He wrote Lifeless about homeless guys getting bumped off when he discovered that four out of five of rough sleepers are ex-servicemen. And In The Dark zeroes in on black kids from inner cities being pressured into joining gangs. Love Like Blood belongs in the same category of what I am tempted to call an angry-young-man novel, even if Billingham is, technically, a fit-looking 50-something, married with a couple of kids, and living in north London. I’d say “angry-middle-aged-guy” but I guess that’s never going to catch on.

He began as an actor but switched to doing stand-up in 1987. Then he started writing crime fiction in 2001 with Sleepyhead. For the next few years he was, as he puts it, “crafting dark gritty fiction by day and cracking cheap jokes by night.” Having won the Theakston’s Old Peculier Crime Novel of the year award twice, he now tends to save the jokes and the rapier-like put-downs for literary festivals in Edinburgh and Cheltenham.

Tom Thorne is not Philip Marlowe, Raymond Chandler’s pulp hero, with a gun in one hand and a wisecrack on his lips. But he is capable of a certain sardonic, black humour all the same, as per his creator. In Love Like Blood, DI Nicola Tanner, his female (lesbian) counterpart, gets one of the most telling lines: “Honour killings have also been documented in Jewish and Christian communities. Actually, I think the only ones without any blood on their hands are Buddhists and Rastafarians… Maybe Jedis.”

■ LISTED RECORDS ■
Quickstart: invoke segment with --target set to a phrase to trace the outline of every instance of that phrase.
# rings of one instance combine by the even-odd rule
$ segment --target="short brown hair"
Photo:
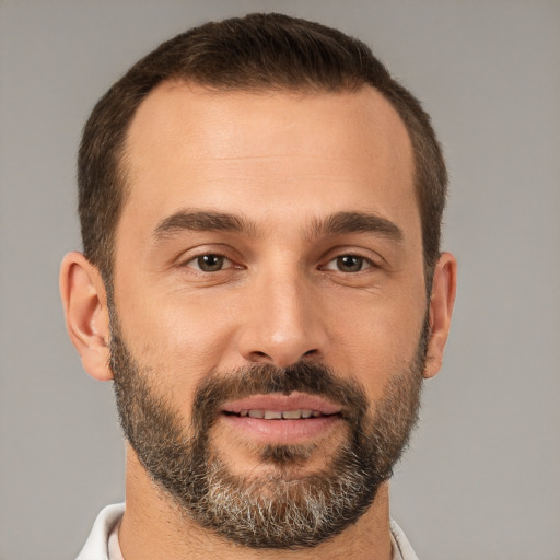
[[[110,282],[115,231],[126,200],[121,164],[135,112],[160,83],[180,80],[221,91],[378,90],[405,122],[415,152],[427,287],[440,255],[447,173],[429,115],[362,42],[318,23],[277,13],[210,22],[163,43],[97,102],[78,159],[85,256]]]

■ SET EXERCISE 1 ■
Name every book title that appears in the text about Billingham's crime fiction.
■ SET EXERCISE 2 ■
Write the next paragraph of the text about Billingham's crime fiction, starting after its final sentence.

■ TASK ANSWER 1 ■
Lifeless, In The Dark, Love Like Blood, Sleepyhead

■ TASK ANSWER 2 ■
Only science fiction writer Philip K Dick, with his “pre-cogs”, offered to stop crime before it actually happens (see Minority Report). But other noir novelists are at least offering sympathy for the victims. Maybe this explains why the crime genre is so huge. Everybody is a potential criminal, but statistically you are far more likely to be one of the victims of crime. You may be paranoid but they really are after you.

Billingham says that there was a natural continuum between his career in comedy and his writing: “Neither is a proper job”. But his remark reminded me of the theory of early 20th-century French philosopher Henri Bergson in Laughter, his classic essay on “the meaning of the comic”, that we laugh to have our revenge on those who transgress or offend against reason, in particular when they exemplify “mechanistic inelasticity” or “rigidity”.

Tragedy is strangely akin to comedy. Love Like Blood is an exercise in revenge against the inelastic, murderous, self-deluding code of honour.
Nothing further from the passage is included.